### Description of the task
Every line of the records below should be restated exactly.

### Input data

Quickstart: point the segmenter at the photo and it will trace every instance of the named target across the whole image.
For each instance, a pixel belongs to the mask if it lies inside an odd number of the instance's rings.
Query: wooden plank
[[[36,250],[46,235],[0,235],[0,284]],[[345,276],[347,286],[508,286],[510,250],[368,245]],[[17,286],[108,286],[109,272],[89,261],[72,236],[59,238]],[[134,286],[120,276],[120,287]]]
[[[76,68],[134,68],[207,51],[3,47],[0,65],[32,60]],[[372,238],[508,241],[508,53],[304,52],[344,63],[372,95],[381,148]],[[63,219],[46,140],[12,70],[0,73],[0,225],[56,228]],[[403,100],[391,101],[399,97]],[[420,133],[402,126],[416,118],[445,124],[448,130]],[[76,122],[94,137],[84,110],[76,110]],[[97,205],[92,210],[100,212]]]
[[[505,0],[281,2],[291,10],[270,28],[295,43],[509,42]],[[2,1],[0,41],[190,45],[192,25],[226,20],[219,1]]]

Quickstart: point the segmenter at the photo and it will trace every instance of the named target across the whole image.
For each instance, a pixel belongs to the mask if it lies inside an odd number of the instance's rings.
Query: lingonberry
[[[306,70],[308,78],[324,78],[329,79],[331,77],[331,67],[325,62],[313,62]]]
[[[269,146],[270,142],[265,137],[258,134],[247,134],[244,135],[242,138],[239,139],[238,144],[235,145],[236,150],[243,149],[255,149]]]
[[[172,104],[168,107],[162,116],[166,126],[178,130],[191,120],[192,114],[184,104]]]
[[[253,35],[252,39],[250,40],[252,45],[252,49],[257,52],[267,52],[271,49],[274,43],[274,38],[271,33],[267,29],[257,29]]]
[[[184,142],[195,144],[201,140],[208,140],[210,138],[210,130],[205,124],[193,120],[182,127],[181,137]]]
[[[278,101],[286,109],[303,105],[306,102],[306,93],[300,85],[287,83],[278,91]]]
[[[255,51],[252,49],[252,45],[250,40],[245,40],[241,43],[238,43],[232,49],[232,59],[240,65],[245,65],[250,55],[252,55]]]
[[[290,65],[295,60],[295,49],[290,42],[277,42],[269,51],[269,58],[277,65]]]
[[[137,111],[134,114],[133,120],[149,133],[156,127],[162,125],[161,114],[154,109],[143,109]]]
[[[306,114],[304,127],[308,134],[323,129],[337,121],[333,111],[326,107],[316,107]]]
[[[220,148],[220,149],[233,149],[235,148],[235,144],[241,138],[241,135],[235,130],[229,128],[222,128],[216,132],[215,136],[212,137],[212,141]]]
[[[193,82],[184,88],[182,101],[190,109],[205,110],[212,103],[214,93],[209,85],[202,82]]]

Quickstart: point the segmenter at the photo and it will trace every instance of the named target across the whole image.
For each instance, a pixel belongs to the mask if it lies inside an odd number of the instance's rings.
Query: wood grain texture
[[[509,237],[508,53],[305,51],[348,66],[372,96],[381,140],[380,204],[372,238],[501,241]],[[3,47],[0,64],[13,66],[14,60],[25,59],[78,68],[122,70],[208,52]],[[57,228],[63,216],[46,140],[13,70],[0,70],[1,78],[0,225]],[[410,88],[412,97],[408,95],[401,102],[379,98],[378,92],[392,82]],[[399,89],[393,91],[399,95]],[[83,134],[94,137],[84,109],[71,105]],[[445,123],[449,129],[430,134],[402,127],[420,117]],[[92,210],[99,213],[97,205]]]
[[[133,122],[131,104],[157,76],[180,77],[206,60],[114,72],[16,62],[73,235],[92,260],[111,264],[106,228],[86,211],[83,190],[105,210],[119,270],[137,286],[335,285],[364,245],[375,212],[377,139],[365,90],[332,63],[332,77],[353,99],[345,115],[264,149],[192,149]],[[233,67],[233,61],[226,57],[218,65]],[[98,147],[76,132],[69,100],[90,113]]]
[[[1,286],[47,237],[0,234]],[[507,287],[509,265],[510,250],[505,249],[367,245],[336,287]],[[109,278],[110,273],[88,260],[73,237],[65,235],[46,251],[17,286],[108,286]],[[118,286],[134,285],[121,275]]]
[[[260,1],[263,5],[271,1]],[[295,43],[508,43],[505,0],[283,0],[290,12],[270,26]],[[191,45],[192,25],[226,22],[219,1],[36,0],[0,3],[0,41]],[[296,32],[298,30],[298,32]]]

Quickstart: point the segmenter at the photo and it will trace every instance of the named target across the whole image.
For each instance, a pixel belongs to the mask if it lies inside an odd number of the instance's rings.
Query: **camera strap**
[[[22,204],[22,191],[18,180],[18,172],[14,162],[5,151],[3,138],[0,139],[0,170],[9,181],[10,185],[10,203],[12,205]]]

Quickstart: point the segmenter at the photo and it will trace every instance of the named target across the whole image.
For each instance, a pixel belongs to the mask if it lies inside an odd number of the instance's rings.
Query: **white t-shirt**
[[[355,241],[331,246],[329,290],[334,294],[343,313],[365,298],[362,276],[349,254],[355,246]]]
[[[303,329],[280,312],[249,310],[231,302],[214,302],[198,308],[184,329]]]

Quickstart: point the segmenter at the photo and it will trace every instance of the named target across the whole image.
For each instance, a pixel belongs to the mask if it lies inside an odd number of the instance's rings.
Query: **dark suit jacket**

### Written answer
Quickstart: point the segmenter at the photo and it will trace every instance of the named target across the whole image.
For each instance, a pixel belongs to the mask if it lies inside an odd number of the instance's rings.
Query: wooden plank
[[[36,250],[46,235],[0,235],[0,284]],[[345,276],[347,286],[508,286],[510,250],[368,245]],[[17,286],[108,286],[109,272],[89,261],[72,236],[59,238]],[[134,286],[120,276],[120,287]]]
[[[76,68],[134,68],[207,51],[3,47],[0,65],[32,60]],[[372,238],[508,241],[508,53],[304,52],[344,63],[372,95],[381,148]],[[63,219],[46,140],[12,70],[0,73],[0,225],[56,228]],[[403,100],[391,101],[399,97]],[[420,133],[402,126],[416,118],[445,124],[448,130]],[[76,122],[94,137],[84,110],[76,110]],[[97,205],[92,210],[100,212]]]
[[[505,0],[281,2],[291,10],[270,28],[295,43],[509,42]],[[2,1],[0,41],[190,45],[192,25],[226,20],[219,1]]]

Quickstart: point the segmenter at the photo and it will trace every instance of the named target across the whole image.
For each instance, a pixel belongs to the mask if it lies inside an odd number of the instance's rings.
Query: lingonberry
[[[306,70],[308,78],[324,78],[329,79],[331,77],[331,67],[325,62],[313,62]]]
[[[269,146],[270,142],[265,137],[258,134],[247,134],[244,135],[242,138],[239,139],[238,144],[235,145],[236,150],[243,149],[255,149]]]
[[[172,104],[168,107],[162,116],[166,126],[178,130],[191,120],[192,114],[184,104]]]
[[[253,35],[252,39],[250,40],[252,45],[252,49],[257,52],[267,52],[271,49],[274,43],[274,38],[271,33],[267,29],[257,29]]]
[[[184,142],[195,144],[201,140],[208,140],[210,138],[210,130],[205,124],[193,120],[182,127],[181,137]]]
[[[278,101],[286,109],[303,105],[306,102],[306,93],[300,85],[287,83],[278,91]]]
[[[255,51],[252,49],[252,45],[250,40],[245,40],[241,43],[238,43],[232,49],[232,59],[240,65],[245,65],[250,55],[252,55]]]
[[[290,65],[295,60],[295,49],[290,42],[277,42],[269,51],[269,58],[277,65]]]
[[[137,111],[134,114],[133,120],[149,133],[156,127],[162,125],[161,114],[154,109],[143,109]]]
[[[306,114],[304,127],[308,134],[323,129],[337,121],[333,111],[326,107],[316,107]]]
[[[220,148],[220,149],[233,149],[235,148],[235,144],[241,138],[241,135],[235,130],[229,128],[222,128],[216,132],[215,136],[212,137],[212,141]]]
[[[193,82],[184,88],[182,101],[190,109],[205,110],[212,103],[214,93],[209,85],[202,82]]]

Quickstart: point the segmenter at the photo and it will trace every instance of the named target across the whole image.
For each instance, a pixel belongs to the mask if it lies inside an odd number of the instance's rings.
Query: wood grain texture
[[[509,237],[508,53],[305,51],[348,66],[372,96],[381,140],[380,204],[372,238],[501,241]],[[3,47],[0,64],[13,66],[14,60],[25,59],[78,68],[122,70],[208,52]],[[57,228],[63,216],[46,140],[13,70],[0,70],[1,78],[0,225]],[[410,88],[412,97],[408,95],[401,102],[379,98],[378,92],[392,82]],[[399,89],[393,91],[399,95]],[[83,134],[94,137],[84,109],[71,105]],[[445,123],[449,129],[430,134],[402,127],[420,117]],[[92,210],[99,213],[97,205]]]
[[[133,122],[131,104],[157,76],[180,77],[206,60],[114,72],[16,62],[73,235],[92,260],[111,264],[106,228],[86,211],[83,190],[105,210],[119,270],[137,286],[335,285],[364,245],[375,212],[377,139],[365,90],[332,63],[332,77],[353,99],[345,115],[264,149],[192,149]],[[233,67],[233,61],[226,57],[218,65]],[[98,147],[76,132],[69,100],[90,113]]]
[[[1,286],[47,237],[0,234]],[[507,287],[509,265],[510,250],[505,249],[367,245],[336,287]],[[109,278],[110,273],[88,260],[73,237],[65,235],[46,251],[17,286],[108,286]],[[118,286],[134,285],[121,275]]]
[[[260,1],[263,5],[271,1]],[[295,43],[508,43],[505,0],[283,0],[290,12],[270,26]],[[191,45],[192,25],[226,22],[219,1],[36,0],[0,3],[0,41]],[[296,32],[298,30],[298,32]]]

Quickstart: point the segmenter at the photo and it will trace every instance of the named target across the whole image.
For each instance, a pixel belongs to the mask if it lies inside an odd number of the instance's rings.
Query: **camera strap**
[[[22,204],[22,191],[18,180],[18,172],[14,162],[5,151],[3,138],[0,139],[0,170],[9,181],[10,185],[10,203],[12,205]]]

Quickstart: point the segmenter at the photo and it will trace every instance of the named target across the whole image.
For each instance, a pixel belongs to the mask if it lies inside an odd number of the instance's rings.
Query: **white t-shirt**
[[[355,241],[331,246],[329,290],[334,294],[343,313],[365,298],[362,276],[349,254],[355,246]]]
[[[303,329],[280,312],[249,310],[231,302],[214,302],[198,308],[184,329]]]

Quickstart: point the segmenter at the photo and it will trace every instance of the named target across the whole image.
For each instance, a pixel belongs to the mask if it lies inside an odd number of the instance's rings.
Query: **dark suit jacket**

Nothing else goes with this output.